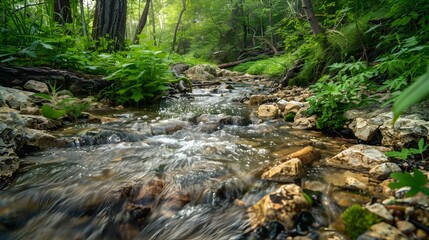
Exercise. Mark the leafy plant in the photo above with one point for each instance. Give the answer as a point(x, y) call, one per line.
point(138, 75)
point(358, 220)
point(412, 95)
point(58, 108)
point(416, 182)
point(51, 113)
point(334, 96)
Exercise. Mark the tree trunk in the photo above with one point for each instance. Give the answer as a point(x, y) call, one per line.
point(315, 27)
point(78, 83)
point(173, 45)
point(110, 22)
point(153, 24)
point(82, 16)
point(62, 12)
point(142, 22)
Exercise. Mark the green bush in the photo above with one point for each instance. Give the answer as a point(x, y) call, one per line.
point(137, 75)
point(347, 89)
point(358, 220)
point(273, 67)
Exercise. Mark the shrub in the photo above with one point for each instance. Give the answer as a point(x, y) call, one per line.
point(358, 220)
point(137, 75)
point(334, 96)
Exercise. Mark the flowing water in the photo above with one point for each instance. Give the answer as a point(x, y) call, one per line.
point(164, 172)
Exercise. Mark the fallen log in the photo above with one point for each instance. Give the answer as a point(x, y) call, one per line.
point(235, 63)
point(79, 84)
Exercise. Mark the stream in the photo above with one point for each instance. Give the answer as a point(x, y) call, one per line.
point(180, 170)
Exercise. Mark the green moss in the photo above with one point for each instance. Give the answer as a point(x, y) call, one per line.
point(358, 220)
point(290, 117)
point(273, 67)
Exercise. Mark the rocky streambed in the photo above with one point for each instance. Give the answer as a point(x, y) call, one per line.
point(218, 163)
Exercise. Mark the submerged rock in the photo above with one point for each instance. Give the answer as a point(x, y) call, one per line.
point(407, 129)
point(14, 98)
point(267, 112)
point(363, 129)
point(281, 205)
point(256, 100)
point(382, 231)
point(360, 157)
point(383, 171)
point(286, 172)
point(302, 121)
point(9, 163)
point(36, 86)
point(201, 72)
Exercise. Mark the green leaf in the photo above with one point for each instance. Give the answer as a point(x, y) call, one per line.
point(403, 154)
point(416, 182)
point(413, 94)
point(43, 95)
point(49, 112)
point(46, 46)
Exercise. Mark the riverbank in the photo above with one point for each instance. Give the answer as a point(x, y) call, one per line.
point(358, 169)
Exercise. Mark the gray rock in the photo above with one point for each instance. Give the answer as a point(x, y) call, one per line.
point(281, 205)
point(40, 122)
point(406, 129)
point(286, 172)
point(363, 129)
point(383, 171)
point(267, 111)
point(382, 231)
point(202, 72)
point(405, 227)
point(179, 69)
point(359, 156)
point(258, 100)
point(353, 183)
point(301, 121)
point(379, 210)
point(36, 86)
point(14, 98)
point(9, 162)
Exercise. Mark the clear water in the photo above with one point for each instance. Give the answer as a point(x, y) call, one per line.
point(180, 185)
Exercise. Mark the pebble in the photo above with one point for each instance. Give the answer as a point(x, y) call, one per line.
point(405, 227)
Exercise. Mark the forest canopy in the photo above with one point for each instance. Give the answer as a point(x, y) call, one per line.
point(346, 44)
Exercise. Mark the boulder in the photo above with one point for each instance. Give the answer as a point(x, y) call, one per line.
point(267, 111)
point(307, 155)
point(361, 157)
point(281, 104)
point(363, 129)
point(379, 210)
point(40, 122)
point(286, 172)
point(406, 129)
point(13, 132)
point(30, 109)
point(382, 231)
point(354, 184)
point(383, 171)
point(302, 121)
point(202, 72)
point(9, 163)
point(281, 205)
point(179, 69)
point(42, 140)
point(36, 86)
point(256, 100)
point(292, 106)
point(168, 126)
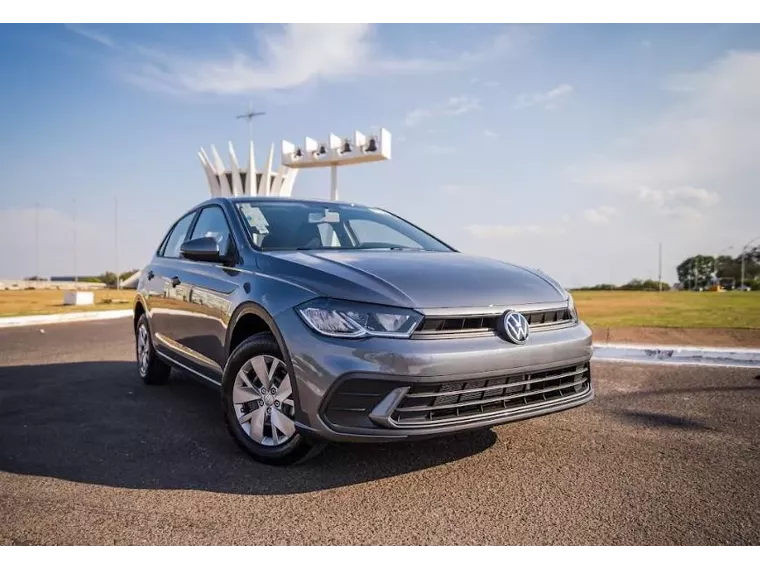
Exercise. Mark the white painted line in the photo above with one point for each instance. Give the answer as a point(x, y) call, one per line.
point(37, 319)
point(707, 363)
point(677, 348)
point(691, 355)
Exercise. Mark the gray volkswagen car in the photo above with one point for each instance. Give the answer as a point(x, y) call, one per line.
point(329, 321)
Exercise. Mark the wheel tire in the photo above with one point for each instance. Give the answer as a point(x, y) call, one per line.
point(298, 448)
point(156, 372)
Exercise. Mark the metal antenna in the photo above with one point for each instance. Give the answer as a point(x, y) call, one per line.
point(249, 116)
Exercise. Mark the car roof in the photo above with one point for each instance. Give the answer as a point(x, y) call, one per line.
point(308, 201)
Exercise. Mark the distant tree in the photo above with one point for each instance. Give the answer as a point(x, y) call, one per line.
point(648, 284)
point(696, 272)
point(108, 278)
point(125, 275)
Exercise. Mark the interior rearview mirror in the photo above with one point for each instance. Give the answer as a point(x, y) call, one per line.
point(324, 217)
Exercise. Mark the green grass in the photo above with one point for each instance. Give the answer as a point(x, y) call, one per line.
point(25, 302)
point(681, 309)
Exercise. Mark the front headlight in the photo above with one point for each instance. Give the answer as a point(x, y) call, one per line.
point(343, 319)
point(571, 307)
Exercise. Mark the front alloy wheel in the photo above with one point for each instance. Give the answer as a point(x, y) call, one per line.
point(259, 403)
point(263, 401)
point(151, 369)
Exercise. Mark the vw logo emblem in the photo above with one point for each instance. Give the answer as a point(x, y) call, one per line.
point(515, 327)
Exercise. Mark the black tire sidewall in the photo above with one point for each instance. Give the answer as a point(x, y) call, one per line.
point(296, 448)
point(143, 321)
point(158, 371)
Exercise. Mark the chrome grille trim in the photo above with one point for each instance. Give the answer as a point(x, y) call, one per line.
point(455, 325)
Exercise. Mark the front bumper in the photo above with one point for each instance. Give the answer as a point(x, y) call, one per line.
point(383, 389)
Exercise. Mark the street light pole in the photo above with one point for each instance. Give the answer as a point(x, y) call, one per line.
point(336, 152)
point(36, 245)
point(659, 268)
point(715, 261)
point(744, 251)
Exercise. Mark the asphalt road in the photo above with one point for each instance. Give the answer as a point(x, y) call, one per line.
point(91, 456)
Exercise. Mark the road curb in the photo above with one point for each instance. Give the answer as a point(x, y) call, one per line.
point(684, 355)
point(37, 319)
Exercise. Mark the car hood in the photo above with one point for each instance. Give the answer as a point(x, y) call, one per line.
point(413, 279)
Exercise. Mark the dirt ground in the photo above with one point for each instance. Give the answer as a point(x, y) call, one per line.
point(715, 337)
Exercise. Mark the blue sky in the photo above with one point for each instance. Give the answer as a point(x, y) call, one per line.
point(571, 147)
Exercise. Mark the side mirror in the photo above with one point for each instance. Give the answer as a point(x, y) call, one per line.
point(202, 249)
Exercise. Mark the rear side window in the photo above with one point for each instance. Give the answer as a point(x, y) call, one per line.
point(177, 237)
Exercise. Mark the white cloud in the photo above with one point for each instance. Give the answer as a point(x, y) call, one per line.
point(708, 139)
point(600, 215)
point(687, 176)
point(306, 49)
point(56, 242)
point(87, 32)
point(684, 201)
point(437, 150)
point(455, 106)
point(510, 231)
point(549, 100)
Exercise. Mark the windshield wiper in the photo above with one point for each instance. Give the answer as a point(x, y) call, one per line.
point(392, 248)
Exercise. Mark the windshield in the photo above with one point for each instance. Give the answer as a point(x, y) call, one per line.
point(288, 226)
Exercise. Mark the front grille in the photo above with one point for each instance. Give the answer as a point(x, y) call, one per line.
point(454, 325)
point(429, 404)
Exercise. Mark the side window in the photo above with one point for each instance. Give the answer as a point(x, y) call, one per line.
point(368, 231)
point(177, 237)
point(212, 223)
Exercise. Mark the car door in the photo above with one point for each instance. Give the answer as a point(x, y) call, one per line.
point(161, 288)
point(201, 325)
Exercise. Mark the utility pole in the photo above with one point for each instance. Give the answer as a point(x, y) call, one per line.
point(744, 254)
point(659, 271)
point(249, 116)
point(116, 240)
point(74, 231)
point(36, 244)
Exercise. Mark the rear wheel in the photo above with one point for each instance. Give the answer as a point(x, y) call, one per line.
point(151, 369)
point(259, 404)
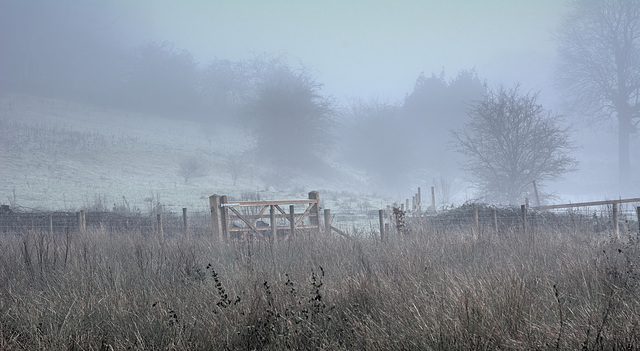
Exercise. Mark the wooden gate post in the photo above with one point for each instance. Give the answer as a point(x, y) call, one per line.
point(314, 213)
point(216, 220)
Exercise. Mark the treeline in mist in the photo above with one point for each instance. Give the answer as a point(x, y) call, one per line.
point(84, 52)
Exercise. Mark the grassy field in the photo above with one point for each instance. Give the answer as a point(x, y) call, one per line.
point(427, 291)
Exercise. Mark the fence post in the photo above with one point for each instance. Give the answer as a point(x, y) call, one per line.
point(327, 222)
point(216, 223)
point(292, 219)
point(159, 225)
point(274, 224)
point(638, 216)
point(495, 219)
point(433, 199)
point(314, 214)
point(184, 221)
point(616, 229)
point(535, 190)
point(523, 210)
point(381, 217)
point(224, 218)
point(476, 222)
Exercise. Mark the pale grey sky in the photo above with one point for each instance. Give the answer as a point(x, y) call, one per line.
point(366, 48)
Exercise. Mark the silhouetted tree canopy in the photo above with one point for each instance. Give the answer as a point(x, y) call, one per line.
point(162, 79)
point(435, 107)
point(511, 141)
point(290, 117)
point(599, 66)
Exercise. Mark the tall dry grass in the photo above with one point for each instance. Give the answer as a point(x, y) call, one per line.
point(429, 290)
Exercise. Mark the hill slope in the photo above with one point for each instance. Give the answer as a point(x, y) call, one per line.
point(61, 155)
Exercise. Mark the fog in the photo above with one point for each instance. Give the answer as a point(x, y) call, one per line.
point(361, 64)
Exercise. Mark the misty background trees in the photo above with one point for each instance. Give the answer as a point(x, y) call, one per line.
point(599, 67)
point(510, 142)
point(79, 51)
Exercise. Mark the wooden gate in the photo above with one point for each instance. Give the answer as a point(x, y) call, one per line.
point(268, 219)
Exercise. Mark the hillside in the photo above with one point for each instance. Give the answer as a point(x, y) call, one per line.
point(60, 155)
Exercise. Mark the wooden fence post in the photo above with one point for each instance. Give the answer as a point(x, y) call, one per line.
point(381, 217)
point(327, 222)
point(159, 225)
point(476, 222)
point(495, 219)
point(616, 229)
point(433, 199)
point(638, 216)
point(523, 210)
point(314, 214)
point(224, 218)
point(216, 222)
point(535, 190)
point(292, 219)
point(184, 221)
point(274, 224)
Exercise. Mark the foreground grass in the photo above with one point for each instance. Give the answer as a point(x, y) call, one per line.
point(100, 290)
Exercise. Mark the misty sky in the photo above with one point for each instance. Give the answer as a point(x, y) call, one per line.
point(365, 48)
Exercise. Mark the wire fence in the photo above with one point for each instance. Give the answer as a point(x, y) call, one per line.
point(478, 219)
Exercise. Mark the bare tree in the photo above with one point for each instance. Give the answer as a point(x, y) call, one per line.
point(509, 142)
point(191, 167)
point(290, 117)
point(599, 66)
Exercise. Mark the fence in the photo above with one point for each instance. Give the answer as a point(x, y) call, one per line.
point(614, 217)
point(270, 220)
point(227, 225)
point(66, 222)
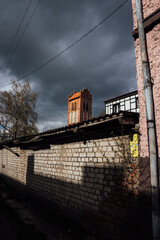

━━━━

* [PROBLEM TO SOLVE]: Your answer should be the lines above from the one that contains "Exercise. Mark the bare" through the last, set down exactly, with the pictures removed.

* [PROBLEM SOLUTION]:
Exercise. Mark the bare tree in the photo above with one point for each instance. Give the answer as a point(x, y) call, one per line.
point(509, 142)
point(191, 167)
point(290, 117)
point(599, 66)
Exercise. Mark the fence in the photo above with one point for each instance. Give the answer as a point(x, y) call, one per line.
point(614, 217)
point(270, 220)
point(227, 225)
point(66, 222)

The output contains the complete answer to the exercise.